■ **WHAT THIS TASK INVOLVES**:
Return the listing below exactly, with the pictures dropped.

*** DATA EXTRACT

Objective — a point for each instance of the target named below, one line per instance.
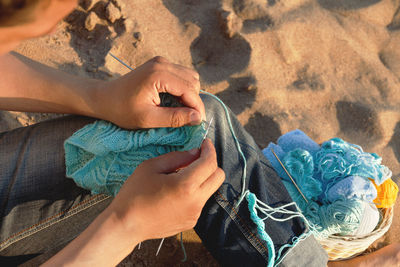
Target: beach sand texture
(328, 67)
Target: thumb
(173, 161)
(175, 117)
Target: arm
(131, 101)
(154, 202)
(26, 85)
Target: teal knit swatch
(101, 156)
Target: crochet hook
(291, 178)
(167, 100)
(208, 128)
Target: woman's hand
(156, 201)
(133, 101)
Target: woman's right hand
(158, 201)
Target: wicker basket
(345, 247)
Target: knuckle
(187, 189)
(176, 119)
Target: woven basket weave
(345, 247)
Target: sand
(328, 67)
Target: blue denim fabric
(227, 231)
(42, 210)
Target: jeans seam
(259, 246)
(52, 220)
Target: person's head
(25, 19)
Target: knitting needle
(208, 128)
(283, 166)
(129, 67)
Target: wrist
(95, 99)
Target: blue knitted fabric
(101, 156)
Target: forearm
(103, 243)
(26, 85)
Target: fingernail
(194, 151)
(195, 117)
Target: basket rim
(380, 230)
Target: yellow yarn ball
(387, 194)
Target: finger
(209, 186)
(202, 168)
(173, 161)
(173, 117)
(172, 84)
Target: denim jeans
(42, 210)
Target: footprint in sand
(358, 123)
(93, 27)
(263, 129)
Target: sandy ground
(328, 67)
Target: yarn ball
(101, 156)
(352, 187)
(338, 159)
(299, 163)
(387, 194)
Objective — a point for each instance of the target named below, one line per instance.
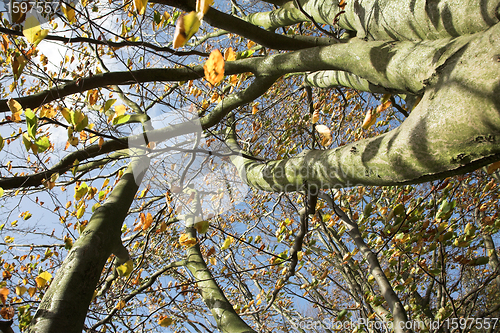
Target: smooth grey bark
(453, 130)
(329, 79)
(403, 19)
(63, 308)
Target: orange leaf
(370, 119)
(147, 221)
(185, 28)
(187, 241)
(326, 134)
(3, 295)
(492, 167)
(214, 67)
(7, 313)
(202, 6)
(315, 117)
(165, 321)
(92, 96)
(229, 54)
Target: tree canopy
(250, 166)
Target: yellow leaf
(42, 279)
(227, 243)
(4, 292)
(120, 110)
(80, 212)
(255, 109)
(15, 108)
(187, 241)
(383, 106)
(202, 226)
(229, 54)
(370, 119)
(325, 133)
(20, 290)
(80, 191)
(31, 291)
(120, 305)
(186, 27)
(148, 219)
(493, 167)
(126, 268)
(203, 5)
(69, 12)
(32, 31)
(17, 63)
(315, 117)
(214, 67)
(73, 141)
(165, 321)
(140, 6)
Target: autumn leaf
(325, 133)
(165, 321)
(202, 226)
(4, 292)
(370, 119)
(7, 313)
(383, 106)
(202, 6)
(20, 290)
(42, 279)
(126, 268)
(31, 291)
(80, 191)
(229, 54)
(187, 241)
(227, 243)
(69, 11)
(140, 6)
(33, 32)
(315, 116)
(493, 167)
(120, 305)
(17, 63)
(185, 28)
(214, 67)
(146, 220)
(16, 109)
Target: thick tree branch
(445, 134)
(238, 26)
(64, 306)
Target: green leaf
(121, 119)
(26, 141)
(126, 268)
(109, 103)
(245, 54)
(81, 191)
(31, 122)
(42, 143)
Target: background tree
(354, 123)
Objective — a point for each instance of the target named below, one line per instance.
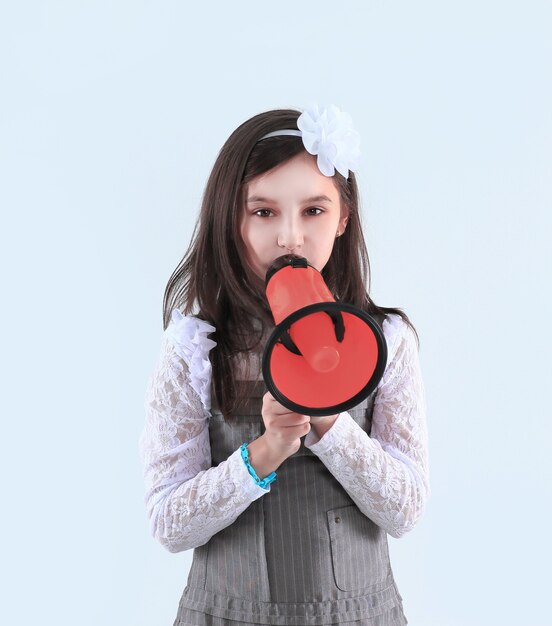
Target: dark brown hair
(214, 271)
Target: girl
(288, 516)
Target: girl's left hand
(323, 419)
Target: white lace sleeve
(387, 473)
(187, 500)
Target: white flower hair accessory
(329, 133)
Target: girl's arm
(386, 474)
(187, 500)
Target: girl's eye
(311, 209)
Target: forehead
(296, 179)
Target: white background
(111, 117)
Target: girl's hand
(284, 428)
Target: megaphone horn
(324, 356)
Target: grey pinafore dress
(302, 554)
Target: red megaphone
(323, 357)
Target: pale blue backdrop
(111, 116)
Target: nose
(291, 239)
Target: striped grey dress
(303, 554)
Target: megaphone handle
(337, 319)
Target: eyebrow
(313, 199)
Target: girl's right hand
(284, 428)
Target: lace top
(386, 473)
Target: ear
(343, 219)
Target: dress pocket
(360, 556)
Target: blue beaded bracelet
(265, 481)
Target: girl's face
(284, 215)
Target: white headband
(329, 133)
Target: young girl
(287, 515)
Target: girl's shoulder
(394, 329)
(188, 335)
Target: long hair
(214, 272)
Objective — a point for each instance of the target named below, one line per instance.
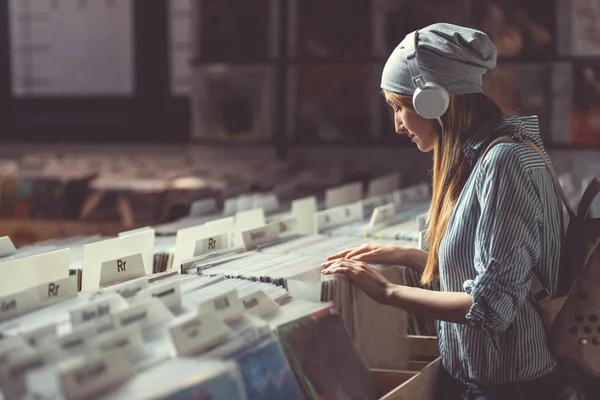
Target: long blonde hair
(450, 165)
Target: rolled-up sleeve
(507, 241)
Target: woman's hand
(373, 253)
(370, 280)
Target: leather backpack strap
(538, 291)
(588, 197)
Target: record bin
(419, 381)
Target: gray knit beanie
(449, 55)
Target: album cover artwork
(236, 30)
(397, 18)
(517, 27)
(266, 372)
(332, 104)
(232, 102)
(331, 29)
(325, 359)
(523, 89)
(579, 27)
(585, 123)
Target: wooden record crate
(419, 381)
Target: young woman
(492, 222)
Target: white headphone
(430, 100)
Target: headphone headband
(430, 100)
(413, 64)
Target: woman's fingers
(364, 257)
(341, 254)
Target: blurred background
(121, 113)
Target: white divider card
(144, 313)
(267, 201)
(121, 269)
(337, 216)
(259, 304)
(224, 306)
(246, 220)
(129, 290)
(369, 204)
(306, 286)
(244, 203)
(83, 379)
(140, 242)
(258, 236)
(194, 334)
(23, 302)
(22, 273)
(185, 242)
(381, 215)
(207, 244)
(222, 225)
(304, 211)
(12, 348)
(286, 226)
(230, 207)
(13, 373)
(124, 340)
(117, 259)
(422, 222)
(7, 248)
(168, 293)
(203, 207)
(78, 339)
(134, 231)
(384, 184)
(38, 336)
(342, 195)
(99, 310)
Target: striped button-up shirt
(507, 223)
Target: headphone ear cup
(432, 101)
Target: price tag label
(338, 216)
(169, 294)
(193, 335)
(129, 290)
(224, 306)
(260, 304)
(126, 340)
(85, 379)
(259, 236)
(382, 215)
(286, 226)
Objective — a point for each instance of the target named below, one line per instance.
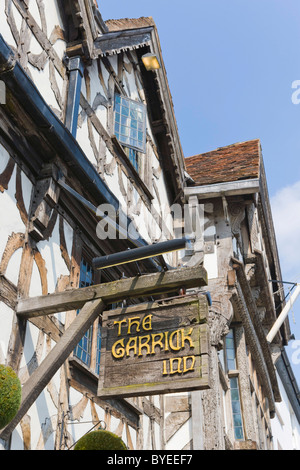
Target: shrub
(100, 440)
(10, 395)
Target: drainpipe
(75, 68)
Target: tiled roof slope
(235, 162)
(129, 23)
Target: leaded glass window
(236, 409)
(83, 350)
(130, 123)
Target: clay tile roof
(239, 161)
(129, 23)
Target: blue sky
(231, 65)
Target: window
(83, 350)
(231, 365)
(130, 123)
(230, 351)
(236, 409)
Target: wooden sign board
(155, 348)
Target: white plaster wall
(51, 253)
(9, 213)
(7, 316)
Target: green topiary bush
(10, 395)
(100, 440)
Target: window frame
(125, 122)
(95, 329)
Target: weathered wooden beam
(115, 291)
(54, 360)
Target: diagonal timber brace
(54, 360)
(91, 301)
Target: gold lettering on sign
(118, 352)
(178, 365)
(143, 345)
(151, 344)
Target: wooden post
(54, 360)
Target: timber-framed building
(84, 124)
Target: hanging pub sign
(155, 348)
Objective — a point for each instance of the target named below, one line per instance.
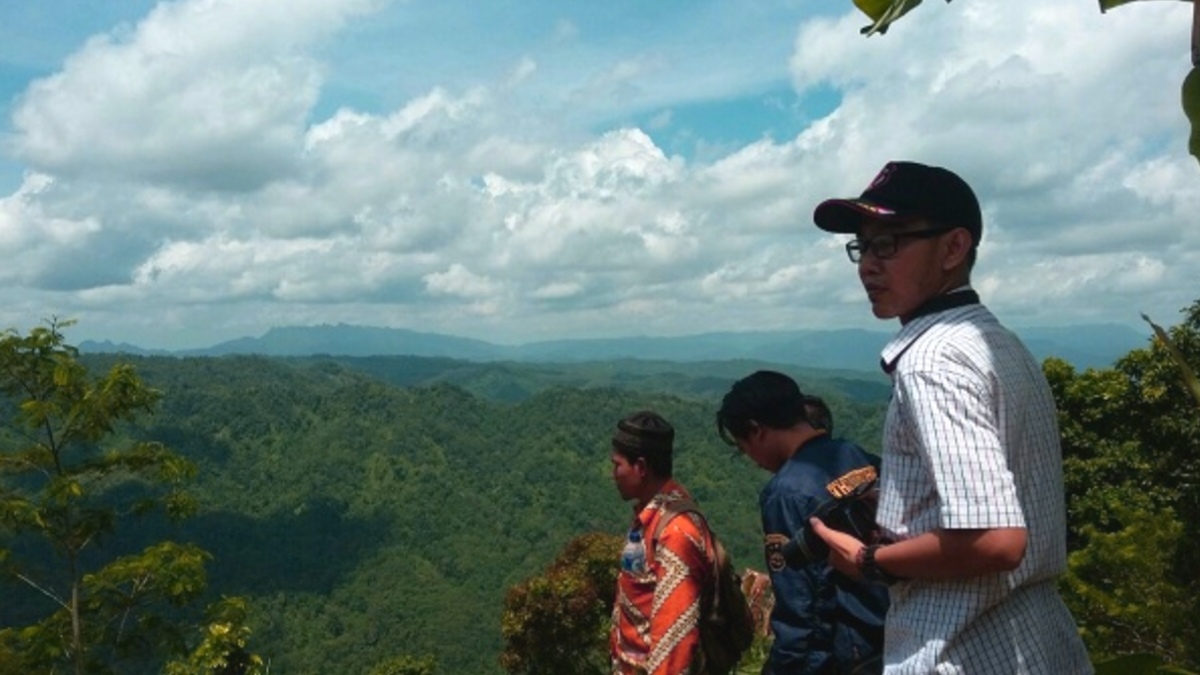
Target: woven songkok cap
(645, 431)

******

■ **RESULT OF THIS TASK**:
Objective — a point for each instance of the target named below, one line per instance.
Target: beach sand texture
(328, 67)
Target: thumb
(173, 161)
(175, 117)
Target: arm
(131, 101)
(154, 202)
(26, 85)
Target: teal knit swatch
(101, 156)
Target: crochet hook
(291, 178)
(167, 100)
(208, 128)
Target: woman's hand
(156, 201)
(133, 101)
Target: woman's right hand
(158, 201)
Target: wicker basket
(345, 247)
Target: knuckle
(187, 189)
(176, 119)
Target: woven basket weave
(345, 247)
Target: sand
(328, 67)
Target: blue denim fabric
(227, 231)
(42, 210)
Target: jeans seam
(259, 246)
(52, 220)
Target: person's head
(25, 19)
Target: knitting needle
(208, 128)
(283, 166)
(129, 67)
Target: wrist
(95, 99)
Target: blue knitted fabric
(101, 156)
Target: forearm
(103, 243)
(26, 85)
Target: fingernail
(194, 151)
(195, 117)
Target: basket rim
(380, 230)
Target: yellow yarn ball
(387, 194)
Target: finger
(209, 186)
(202, 168)
(173, 161)
(173, 117)
(172, 84)
Target: denim jeans
(42, 210)
Target: footprint in sand
(358, 123)
(93, 27)
(263, 129)
Target: sandy ground
(328, 67)
Target: yarn ball
(101, 156)
(352, 187)
(338, 159)
(299, 163)
(387, 194)
Objective — a point for each instance of the target named below, one line per instance.
Target: smooth grey bark
(453, 130)
(329, 79)
(403, 19)
(63, 308)
Target: orange leaf
(370, 119)
(147, 221)
(185, 28)
(187, 241)
(326, 134)
(3, 295)
(492, 167)
(214, 67)
(7, 313)
(202, 6)
(315, 117)
(165, 321)
(92, 96)
(229, 54)
Target: tree canopy
(250, 166)
Target: yellow leaf
(42, 279)
(227, 243)
(4, 292)
(120, 110)
(80, 212)
(255, 109)
(15, 108)
(187, 241)
(383, 106)
(202, 226)
(229, 54)
(370, 119)
(325, 133)
(20, 290)
(80, 191)
(31, 291)
(120, 305)
(186, 27)
(148, 219)
(493, 167)
(126, 268)
(203, 5)
(69, 12)
(32, 31)
(17, 63)
(315, 117)
(214, 67)
(73, 141)
(165, 321)
(140, 6)
Target: autumn leaf
(325, 133)
(165, 321)
(202, 226)
(4, 292)
(370, 119)
(7, 313)
(383, 106)
(202, 6)
(20, 290)
(42, 279)
(126, 268)
(31, 291)
(80, 191)
(229, 54)
(187, 241)
(227, 243)
(69, 11)
(140, 6)
(33, 32)
(315, 116)
(493, 167)
(120, 305)
(17, 63)
(185, 28)
(214, 67)
(146, 220)
(16, 109)
Target: thick tree branch
(445, 134)
(238, 26)
(64, 306)
Target: green leaf
(121, 119)
(26, 141)
(126, 268)
(109, 103)
(245, 54)
(81, 191)
(31, 122)
(42, 143)
Target: background tree
(354, 123)
Objective — a point for each instance of the target named below, one line per instance.
Target: dark brown hair
(214, 271)
Target: girl
(288, 516)
Target: girl's left hand
(323, 419)
Target: white lace sleeve
(387, 473)
(187, 500)
Target: white flower hair accessory
(329, 133)
Target: girl's arm
(386, 474)
(187, 500)
Target: girl's eye
(311, 209)
Target: forehead
(296, 179)
Target: white background
(111, 117)
Target: girl's hand
(284, 428)
Target: megaphone horn
(324, 356)
Target: grey pinafore dress
(302, 554)
Target: red megaphone
(323, 357)
Target: pale blue backdrop
(111, 116)
Target: nose
(291, 239)
Target: striped grey dress
(303, 554)
Target: megaphone handle
(337, 319)
Target: eyebrow
(313, 199)
Target: girl's right hand
(284, 428)
Target: lace top
(386, 473)
Target: ear
(343, 219)
Target: dress pocket
(360, 556)
Target: blue beaded bracelet
(265, 481)
Target: girl's face
(284, 215)
Target: white headband
(329, 133)
Target: young girl
(287, 515)
Target: girl's shoulder
(394, 329)
(188, 335)
Target: long hair
(214, 272)
Objective — a point for each instance of the target named below, one line per instance.
Target: long blonde hair
(450, 165)
Target: rolled-up sleeve
(507, 241)
Target: woman's hand
(373, 253)
(370, 280)
Target: leather backpack strap
(538, 291)
(588, 197)
Target: record bin
(419, 381)
Target: gray knit beanie
(449, 55)
Target: album cover artwork
(236, 30)
(397, 18)
(517, 27)
(266, 372)
(332, 104)
(232, 102)
(331, 29)
(325, 359)
(523, 89)
(579, 27)
(585, 123)
Target: wooden record crate
(419, 381)
Target: young woman
(492, 222)
Target: white headphone
(430, 100)
Target: headphone headband
(430, 100)
(413, 64)
Target: woman's fingers
(364, 257)
(341, 254)
Target: blurred background
(121, 113)
Target: white divider card
(144, 313)
(267, 201)
(121, 269)
(337, 216)
(259, 304)
(224, 306)
(246, 220)
(129, 290)
(369, 204)
(306, 286)
(244, 203)
(83, 379)
(140, 242)
(258, 236)
(194, 334)
(23, 302)
(22, 273)
(185, 242)
(381, 215)
(207, 244)
(222, 225)
(304, 211)
(12, 348)
(286, 226)
(230, 207)
(13, 373)
(124, 340)
(117, 259)
(422, 222)
(7, 248)
(168, 293)
(203, 207)
(78, 339)
(134, 231)
(384, 184)
(38, 336)
(342, 195)
(99, 310)
Target: striped button-up shirt
(507, 223)
Target: headphone ear cup
(432, 101)
Target: price tag label
(338, 216)
(169, 294)
(193, 335)
(129, 290)
(224, 306)
(260, 304)
(126, 340)
(85, 379)
(259, 236)
(382, 215)
(286, 226)
Objective — a point for each instance of the target named below, one line per instance.
Target: shrub
(100, 440)
(10, 395)
Target: drainpipe
(75, 68)
Target: tiled roof slope
(235, 162)
(129, 23)
Target: leaded glass window
(236, 409)
(83, 350)
(130, 123)
Target: clay tile roof
(239, 161)
(129, 23)
Target: blue sky
(231, 65)
Target: window
(83, 350)
(231, 365)
(130, 123)
(230, 351)
(236, 409)
Target: wooden sign board
(155, 348)
Target: white plaster wall
(51, 253)
(9, 213)
(7, 316)
Target: green topiary bush
(10, 395)
(100, 440)
Target: window frame
(125, 122)
(95, 329)
Target: weathered wooden beam
(115, 291)
(54, 360)
Target: diagonal timber brace
(54, 360)
(91, 301)
Target: gold lettering on sign
(118, 352)
(178, 365)
(143, 345)
(151, 344)
Target: wooden post
(54, 360)
Target: timber-framed building
(84, 124)
Target: hanging pub sign
(155, 348)
Objective — a point for each instance of the target named below, one line per instance.
Target: woven songkok cap
(645, 431)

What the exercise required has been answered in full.